• [GIVEN EXERCISE]:
Reproduce the material exactly from its first line through the line containing "183,22 -> 200,59", with both ends included. Leave the pictures out of your answer.

─── RECORDED DATA

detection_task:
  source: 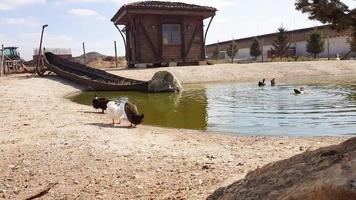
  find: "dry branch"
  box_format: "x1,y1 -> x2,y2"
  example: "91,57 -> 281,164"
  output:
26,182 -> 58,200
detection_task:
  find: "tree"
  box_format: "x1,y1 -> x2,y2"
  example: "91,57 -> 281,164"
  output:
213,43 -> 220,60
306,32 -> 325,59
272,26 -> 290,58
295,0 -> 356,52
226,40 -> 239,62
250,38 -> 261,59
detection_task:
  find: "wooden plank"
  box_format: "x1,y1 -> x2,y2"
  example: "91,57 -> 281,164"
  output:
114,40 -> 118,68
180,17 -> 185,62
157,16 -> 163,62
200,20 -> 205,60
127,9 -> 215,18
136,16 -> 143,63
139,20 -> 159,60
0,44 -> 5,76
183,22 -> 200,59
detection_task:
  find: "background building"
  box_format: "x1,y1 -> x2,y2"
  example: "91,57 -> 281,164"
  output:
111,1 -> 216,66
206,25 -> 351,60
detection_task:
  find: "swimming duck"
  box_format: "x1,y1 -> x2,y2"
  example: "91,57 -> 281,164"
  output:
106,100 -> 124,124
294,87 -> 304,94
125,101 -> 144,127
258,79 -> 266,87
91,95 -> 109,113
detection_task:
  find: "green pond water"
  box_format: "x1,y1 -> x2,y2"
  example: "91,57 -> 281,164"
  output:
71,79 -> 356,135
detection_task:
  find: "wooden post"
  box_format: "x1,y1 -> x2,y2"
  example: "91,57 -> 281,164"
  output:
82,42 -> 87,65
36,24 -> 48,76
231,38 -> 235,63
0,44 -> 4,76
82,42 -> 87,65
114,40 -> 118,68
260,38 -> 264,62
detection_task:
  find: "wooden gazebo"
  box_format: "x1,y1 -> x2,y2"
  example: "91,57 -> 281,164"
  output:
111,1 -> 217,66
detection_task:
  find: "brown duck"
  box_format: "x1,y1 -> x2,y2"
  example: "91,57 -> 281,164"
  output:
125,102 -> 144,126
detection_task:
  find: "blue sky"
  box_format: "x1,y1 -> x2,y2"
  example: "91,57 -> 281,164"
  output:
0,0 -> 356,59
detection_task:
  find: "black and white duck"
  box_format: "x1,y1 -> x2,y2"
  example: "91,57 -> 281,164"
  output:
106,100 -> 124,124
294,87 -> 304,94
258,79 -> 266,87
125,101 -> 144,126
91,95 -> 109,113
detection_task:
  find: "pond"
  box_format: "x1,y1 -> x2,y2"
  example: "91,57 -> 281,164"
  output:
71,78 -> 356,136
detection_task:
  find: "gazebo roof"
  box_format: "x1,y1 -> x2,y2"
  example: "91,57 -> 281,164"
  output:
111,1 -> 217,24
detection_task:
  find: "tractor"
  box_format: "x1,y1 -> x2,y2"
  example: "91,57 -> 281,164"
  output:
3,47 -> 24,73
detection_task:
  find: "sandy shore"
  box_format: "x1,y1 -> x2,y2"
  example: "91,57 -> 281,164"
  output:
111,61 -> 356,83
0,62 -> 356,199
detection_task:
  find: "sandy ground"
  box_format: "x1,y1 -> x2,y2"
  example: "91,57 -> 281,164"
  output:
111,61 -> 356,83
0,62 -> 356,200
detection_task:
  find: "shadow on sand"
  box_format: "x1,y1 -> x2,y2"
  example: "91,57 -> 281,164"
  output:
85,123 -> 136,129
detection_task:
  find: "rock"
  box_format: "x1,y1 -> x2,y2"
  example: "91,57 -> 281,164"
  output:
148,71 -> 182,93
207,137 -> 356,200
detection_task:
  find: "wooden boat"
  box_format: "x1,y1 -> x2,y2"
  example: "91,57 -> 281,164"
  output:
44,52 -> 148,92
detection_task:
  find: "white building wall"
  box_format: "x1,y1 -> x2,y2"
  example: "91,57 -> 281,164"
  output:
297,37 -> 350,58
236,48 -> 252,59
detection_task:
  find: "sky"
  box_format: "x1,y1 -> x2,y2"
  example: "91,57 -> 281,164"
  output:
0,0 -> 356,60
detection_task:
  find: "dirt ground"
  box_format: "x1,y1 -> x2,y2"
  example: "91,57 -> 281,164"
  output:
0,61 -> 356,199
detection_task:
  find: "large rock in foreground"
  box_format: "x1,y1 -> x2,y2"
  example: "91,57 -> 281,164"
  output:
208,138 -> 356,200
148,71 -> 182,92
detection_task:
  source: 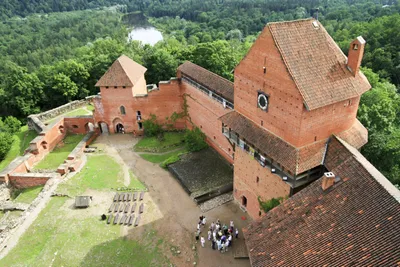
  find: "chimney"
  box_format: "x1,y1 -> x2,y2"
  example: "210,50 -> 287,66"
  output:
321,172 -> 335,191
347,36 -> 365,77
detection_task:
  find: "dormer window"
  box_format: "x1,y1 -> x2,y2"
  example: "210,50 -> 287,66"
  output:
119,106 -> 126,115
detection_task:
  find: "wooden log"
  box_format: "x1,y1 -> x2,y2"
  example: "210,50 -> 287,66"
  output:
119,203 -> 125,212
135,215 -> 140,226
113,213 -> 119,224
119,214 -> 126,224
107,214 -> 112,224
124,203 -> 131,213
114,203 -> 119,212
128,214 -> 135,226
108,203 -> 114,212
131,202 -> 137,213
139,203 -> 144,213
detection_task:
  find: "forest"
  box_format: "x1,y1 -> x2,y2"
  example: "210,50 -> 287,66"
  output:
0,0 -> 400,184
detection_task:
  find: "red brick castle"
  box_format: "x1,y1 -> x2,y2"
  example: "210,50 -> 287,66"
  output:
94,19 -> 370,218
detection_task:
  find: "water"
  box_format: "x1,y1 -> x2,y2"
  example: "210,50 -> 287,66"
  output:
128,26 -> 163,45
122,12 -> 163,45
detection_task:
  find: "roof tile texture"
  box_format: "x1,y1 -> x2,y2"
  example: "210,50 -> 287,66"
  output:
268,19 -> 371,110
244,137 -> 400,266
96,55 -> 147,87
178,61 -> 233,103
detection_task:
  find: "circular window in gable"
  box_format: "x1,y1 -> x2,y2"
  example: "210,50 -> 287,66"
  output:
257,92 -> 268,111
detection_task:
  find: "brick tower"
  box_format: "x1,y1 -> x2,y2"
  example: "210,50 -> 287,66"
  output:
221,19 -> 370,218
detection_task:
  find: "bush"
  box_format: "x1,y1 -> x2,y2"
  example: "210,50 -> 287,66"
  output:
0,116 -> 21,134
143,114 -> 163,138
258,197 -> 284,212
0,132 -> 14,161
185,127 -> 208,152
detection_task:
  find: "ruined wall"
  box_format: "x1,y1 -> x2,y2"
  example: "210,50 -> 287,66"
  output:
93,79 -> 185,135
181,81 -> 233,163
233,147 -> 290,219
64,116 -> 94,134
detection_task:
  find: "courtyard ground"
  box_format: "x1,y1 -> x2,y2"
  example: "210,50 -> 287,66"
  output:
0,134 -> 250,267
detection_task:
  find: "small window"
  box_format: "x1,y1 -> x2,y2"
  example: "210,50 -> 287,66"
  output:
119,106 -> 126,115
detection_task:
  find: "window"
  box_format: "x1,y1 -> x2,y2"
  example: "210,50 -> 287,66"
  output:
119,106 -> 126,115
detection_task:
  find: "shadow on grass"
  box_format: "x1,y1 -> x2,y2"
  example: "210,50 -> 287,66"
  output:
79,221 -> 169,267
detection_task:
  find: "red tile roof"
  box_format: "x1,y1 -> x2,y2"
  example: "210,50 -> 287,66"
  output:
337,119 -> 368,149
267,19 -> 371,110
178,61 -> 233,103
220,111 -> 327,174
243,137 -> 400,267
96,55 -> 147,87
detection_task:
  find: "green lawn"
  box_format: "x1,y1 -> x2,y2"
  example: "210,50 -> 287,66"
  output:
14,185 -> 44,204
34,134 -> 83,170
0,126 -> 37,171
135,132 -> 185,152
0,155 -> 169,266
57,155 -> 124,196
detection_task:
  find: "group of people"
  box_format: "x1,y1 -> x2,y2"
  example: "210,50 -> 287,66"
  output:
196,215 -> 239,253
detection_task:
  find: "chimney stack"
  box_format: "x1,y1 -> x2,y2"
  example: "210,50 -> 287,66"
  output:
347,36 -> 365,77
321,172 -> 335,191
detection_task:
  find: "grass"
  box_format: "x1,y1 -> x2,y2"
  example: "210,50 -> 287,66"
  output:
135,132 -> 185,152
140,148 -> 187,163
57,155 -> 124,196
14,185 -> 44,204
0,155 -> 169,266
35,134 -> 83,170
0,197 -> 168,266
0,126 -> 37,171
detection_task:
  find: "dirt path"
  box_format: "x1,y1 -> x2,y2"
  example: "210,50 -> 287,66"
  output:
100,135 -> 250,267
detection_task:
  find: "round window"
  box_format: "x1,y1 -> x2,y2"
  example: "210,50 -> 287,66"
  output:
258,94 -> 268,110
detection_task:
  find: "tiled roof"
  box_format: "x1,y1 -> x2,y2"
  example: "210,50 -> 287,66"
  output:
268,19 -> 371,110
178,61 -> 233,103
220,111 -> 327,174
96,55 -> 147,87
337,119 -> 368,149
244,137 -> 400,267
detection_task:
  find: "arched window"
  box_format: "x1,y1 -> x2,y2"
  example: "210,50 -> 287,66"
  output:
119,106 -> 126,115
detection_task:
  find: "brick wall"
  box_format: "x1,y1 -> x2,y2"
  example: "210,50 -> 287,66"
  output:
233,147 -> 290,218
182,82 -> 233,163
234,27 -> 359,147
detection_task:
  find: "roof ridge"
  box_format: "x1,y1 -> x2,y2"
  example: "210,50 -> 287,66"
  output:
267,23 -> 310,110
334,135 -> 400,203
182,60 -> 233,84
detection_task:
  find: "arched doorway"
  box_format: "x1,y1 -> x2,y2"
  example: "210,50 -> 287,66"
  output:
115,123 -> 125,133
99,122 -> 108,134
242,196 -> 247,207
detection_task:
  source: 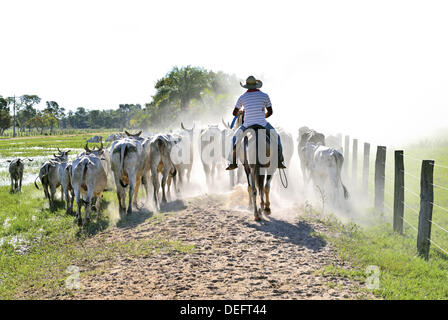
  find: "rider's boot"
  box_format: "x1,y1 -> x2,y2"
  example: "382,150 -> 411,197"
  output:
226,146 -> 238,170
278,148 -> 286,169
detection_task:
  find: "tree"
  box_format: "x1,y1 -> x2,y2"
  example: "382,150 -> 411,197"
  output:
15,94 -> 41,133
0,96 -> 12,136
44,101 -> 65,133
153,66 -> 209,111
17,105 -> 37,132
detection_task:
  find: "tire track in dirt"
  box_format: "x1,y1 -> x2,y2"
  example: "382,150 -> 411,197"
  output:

──────

• [WRITTEN RESPONSE]:
detection_task:
  source: 
  find: "dry branch"
  box_format: "x1,y1 -> x2,y2"
  example: "91,57 -> 281,164"
  output:
26,182 -> 58,200
detection_task:
  find: "tree"
  box_format: "x1,y1 -> x2,y2"
  example: "91,57 -> 281,164"
  output:
213,43 -> 220,60
306,32 -> 325,59
272,26 -> 290,58
295,0 -> 356,52
226,40 -> 239,62
250,38 -> 261,59
detection_task:
  find: "wooden plank"
  box_format: "x1,y1 -> x2,y2"
  example: "91,57 -> 281,164"
  output:
114,40 -> 118,68
180,17 -> 185,62
157,16 -> 163,62
200,20 -> 205,60
127,9 -> 215,18
136,16 -> 143,63
139,20 -> 159,60
0,44 -> 5,76
183,22 -> 200,59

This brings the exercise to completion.